演習 1 >> 記録から文字列「rough」を含む行をすべて集め、そのまま書き写してください。大文字と小文字は区別します。

────────────────────

2020-10-24 08:39:50 | Weblog
     『国分一太郎童謡集』(北の風出版)より

 昔、村の子は、むちゅうになってイナゴとりをした。

「汽車道なんご」
 「なんご」は「蝗」と書く。「いなご」のことである。国分はこの童謡集に「55いなごとりのこと」「56おばさりなんご」、そして、「69汽車道いなご」と「いなご」を題材にして三つの童謡を書いている。

────────────────────

演習 2 >> 文書の抜粋によると、国分はこの童謡集で「いなご」を題材にした童謡をいくつ書いていますか。

────────────────────

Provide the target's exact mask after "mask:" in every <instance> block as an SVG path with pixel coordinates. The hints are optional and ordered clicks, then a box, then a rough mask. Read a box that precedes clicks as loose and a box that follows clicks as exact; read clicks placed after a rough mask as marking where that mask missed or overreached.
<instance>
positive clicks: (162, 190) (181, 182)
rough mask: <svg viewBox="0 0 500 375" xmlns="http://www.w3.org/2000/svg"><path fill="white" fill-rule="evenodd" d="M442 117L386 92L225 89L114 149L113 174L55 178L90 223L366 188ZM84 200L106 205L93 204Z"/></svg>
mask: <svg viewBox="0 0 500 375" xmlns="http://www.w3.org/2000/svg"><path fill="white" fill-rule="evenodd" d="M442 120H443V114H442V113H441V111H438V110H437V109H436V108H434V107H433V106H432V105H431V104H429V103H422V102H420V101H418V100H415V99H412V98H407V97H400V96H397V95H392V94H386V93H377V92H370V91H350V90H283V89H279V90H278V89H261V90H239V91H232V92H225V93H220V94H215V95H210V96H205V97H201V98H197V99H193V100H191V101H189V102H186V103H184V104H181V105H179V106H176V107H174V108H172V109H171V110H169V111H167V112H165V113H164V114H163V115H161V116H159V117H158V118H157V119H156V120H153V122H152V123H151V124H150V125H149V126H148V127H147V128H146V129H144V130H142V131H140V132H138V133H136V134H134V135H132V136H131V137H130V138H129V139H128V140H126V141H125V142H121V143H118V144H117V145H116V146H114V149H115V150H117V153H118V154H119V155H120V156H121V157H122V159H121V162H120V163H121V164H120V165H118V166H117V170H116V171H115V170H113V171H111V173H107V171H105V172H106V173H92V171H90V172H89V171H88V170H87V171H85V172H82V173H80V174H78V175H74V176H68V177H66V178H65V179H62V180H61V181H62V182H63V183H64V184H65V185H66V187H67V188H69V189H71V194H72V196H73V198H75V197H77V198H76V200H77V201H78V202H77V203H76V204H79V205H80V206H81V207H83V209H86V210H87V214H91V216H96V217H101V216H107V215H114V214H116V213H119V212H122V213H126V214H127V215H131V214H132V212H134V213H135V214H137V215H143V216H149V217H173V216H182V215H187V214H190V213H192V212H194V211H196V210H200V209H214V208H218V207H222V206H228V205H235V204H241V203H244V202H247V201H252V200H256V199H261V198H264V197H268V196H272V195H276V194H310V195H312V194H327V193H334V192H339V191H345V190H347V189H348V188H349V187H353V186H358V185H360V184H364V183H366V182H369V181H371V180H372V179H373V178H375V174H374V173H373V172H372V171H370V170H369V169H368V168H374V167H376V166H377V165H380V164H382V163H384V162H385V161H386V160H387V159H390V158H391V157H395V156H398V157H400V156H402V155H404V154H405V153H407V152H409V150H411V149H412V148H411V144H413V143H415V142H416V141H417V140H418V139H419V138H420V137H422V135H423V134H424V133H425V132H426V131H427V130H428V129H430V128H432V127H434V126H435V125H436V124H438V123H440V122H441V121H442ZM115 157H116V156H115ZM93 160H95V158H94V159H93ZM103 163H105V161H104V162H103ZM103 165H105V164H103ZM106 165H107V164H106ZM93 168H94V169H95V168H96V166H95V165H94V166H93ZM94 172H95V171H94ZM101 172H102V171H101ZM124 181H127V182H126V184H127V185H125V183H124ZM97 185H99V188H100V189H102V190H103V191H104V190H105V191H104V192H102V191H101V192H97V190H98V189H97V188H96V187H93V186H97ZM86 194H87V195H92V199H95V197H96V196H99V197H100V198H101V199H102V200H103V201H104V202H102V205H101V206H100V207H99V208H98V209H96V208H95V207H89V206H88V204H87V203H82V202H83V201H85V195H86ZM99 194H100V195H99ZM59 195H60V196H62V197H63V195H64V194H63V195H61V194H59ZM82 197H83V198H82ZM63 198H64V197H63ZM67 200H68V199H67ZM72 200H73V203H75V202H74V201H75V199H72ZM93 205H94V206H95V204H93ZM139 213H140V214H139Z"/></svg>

────────────────────

演習の解答 1 >>
Provide the target's exact mask after "mask:" in every <instance> block as an SVG path with pixel coordinates. The hints are optional and ordered clicks, then a box, then a rough mask. Read a box that precedes clicks as loose and a box that follows clicks as exact; read clicks placed after a rough mask as marking where that mask missed or overreached.
rough mask: <svg viewBox="0 0 500 375" xmlns="http://www.w3.org/2000/svg"><path fill="white" fill-rule="evenodd" d="M442 117L386 92L225 89L114 149L113 174L55 178L90 223L366 188ZM84 200L106 205L93 204Z"/></svg>

演習の解答 2 >> 三つです。